■ Required action A ■
In the Wormwood review, which movie did Olson go to see after coming home?
■ Required action B ■
Please transcribe everything in the Wormwood review from "There’s still no" down to "remotely resembling truth.".

■ Document excerpt ■
┄┄┄┄┄┄┄┄┄┄

No true-crime mystery is complete these days without a comprehensive timeline of events, and Errol Morris gives us a doozy for the second Wormwood episode. With patience and determination, he walks us through the major happenings that transpired in the nine days between Frank Olson’s unwitting LSD trip at Deep Creek Lake and his fatal plummet in New York City. What happened in that timeframe that could have either compelled him to suicide, as the official CIA line goes, or convinced his superiors that he needed to be disposed of?
On that front, there are no clear answers yet. We learn that Olson came home acting not like himself, suddenly clamming up around his wife, Alice (Molly Parker). He went to see a movie, Irving Pichel’s 1953 biopic Martin Luther, a choice that carries a good deal of significance — at least in the eyes of his son Eric, who frames the film as a wake-up call to his father, possibly shaking him into quitting whatever CIA misdeeds were happening at Camp Detrick and nailing his own version of the theses to the door. Olson was also directed to start meeting with a CIA-approved New York “physician” named Harold Abramson (Bob Balaban), a man who, we’re told, was chiefly an allergist. Hardly the first referral you’d expect for a man suffering from paranoia, erratic behavior, and nervous breakdowns.
There’s still no smoking gun, but Abramson’s nutty diagnostics tests and secret communiques with the MKUltra folks are unnerving, mostly because these scenes turn Wormwood into a paranoid thriller where we can’t even trust the hero’s doctor to confidentiality. Indeed, paranoia is littered all over the “evidence” that the Olson family extracts from the government in 1975, evidence that’s peppered with inconsistent official testimonies and unresolved holes in the timeline of Frank’s death. It shouldn’t be too surprising that the CIA wouldn’t declassify what it was doing, just the bare minimum they could get away with, but the revelations do serve to highlight just how deep you need to go into an official account before you can extract anything even remotely resembling truth.

┄┄┄┄┄┄┄┄┄┄

■ Data extracts ■
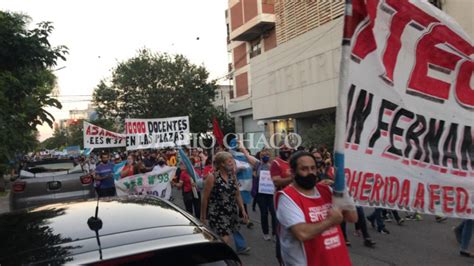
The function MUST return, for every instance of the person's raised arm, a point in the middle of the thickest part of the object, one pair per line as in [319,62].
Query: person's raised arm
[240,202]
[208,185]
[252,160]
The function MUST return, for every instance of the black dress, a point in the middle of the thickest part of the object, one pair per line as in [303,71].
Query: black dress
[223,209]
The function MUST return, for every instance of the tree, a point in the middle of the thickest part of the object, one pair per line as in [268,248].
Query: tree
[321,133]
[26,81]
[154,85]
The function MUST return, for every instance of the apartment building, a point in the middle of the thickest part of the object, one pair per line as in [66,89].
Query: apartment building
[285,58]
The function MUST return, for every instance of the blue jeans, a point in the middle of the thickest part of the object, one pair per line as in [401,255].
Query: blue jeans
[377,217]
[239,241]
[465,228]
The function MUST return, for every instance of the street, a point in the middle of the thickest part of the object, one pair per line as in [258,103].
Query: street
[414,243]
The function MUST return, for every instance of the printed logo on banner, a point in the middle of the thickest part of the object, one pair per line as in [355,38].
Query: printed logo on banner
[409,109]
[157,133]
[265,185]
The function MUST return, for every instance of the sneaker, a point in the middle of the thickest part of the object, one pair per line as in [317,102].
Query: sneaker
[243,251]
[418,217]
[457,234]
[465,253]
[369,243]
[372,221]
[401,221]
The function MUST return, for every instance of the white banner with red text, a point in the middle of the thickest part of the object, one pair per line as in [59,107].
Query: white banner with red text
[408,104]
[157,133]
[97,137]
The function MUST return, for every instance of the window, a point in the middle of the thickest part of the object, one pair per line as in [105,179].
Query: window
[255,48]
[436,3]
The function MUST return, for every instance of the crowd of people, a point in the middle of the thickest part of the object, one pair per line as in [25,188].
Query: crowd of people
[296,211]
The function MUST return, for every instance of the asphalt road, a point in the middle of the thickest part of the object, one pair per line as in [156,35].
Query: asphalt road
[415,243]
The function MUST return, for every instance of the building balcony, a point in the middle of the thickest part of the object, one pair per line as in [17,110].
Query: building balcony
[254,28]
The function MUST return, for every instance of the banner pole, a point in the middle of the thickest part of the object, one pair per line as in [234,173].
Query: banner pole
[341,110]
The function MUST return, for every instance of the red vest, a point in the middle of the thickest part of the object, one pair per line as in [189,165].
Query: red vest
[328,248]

┄┄┄┄┄┄┄┄┄┄

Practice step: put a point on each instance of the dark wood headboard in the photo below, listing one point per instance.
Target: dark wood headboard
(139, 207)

┄┄┄┄┄┄┄┄┄┄

■ Answer area A ■
Irving Pichel's 1953 biopic Martin Luther.

■ Answer area B ■
There’s still no smoking gun, but Abramson’s nutty diagnostics tests and secret communiques with the MKUltra folks are unnerving, mostly because these scenes turn Wormwood into a paranoid thriller where we can’t even trust the hero’s doctor to confidentiality. Indeed, paranoia is littered all over the “evidence” that the Olson family extracts from the government in 1975, evidence that’s peppered with inconsistent official testimonies and unresolved holes in the timeline of Frank’s death. It shouldn’t be too surprising that the CIA wouldn’t declassify what it was doing, just the bare minimum they could get away with, but the revelations do serve to highlight just how deep you need to go into an official account before you can extract anything even remotely resembling truth.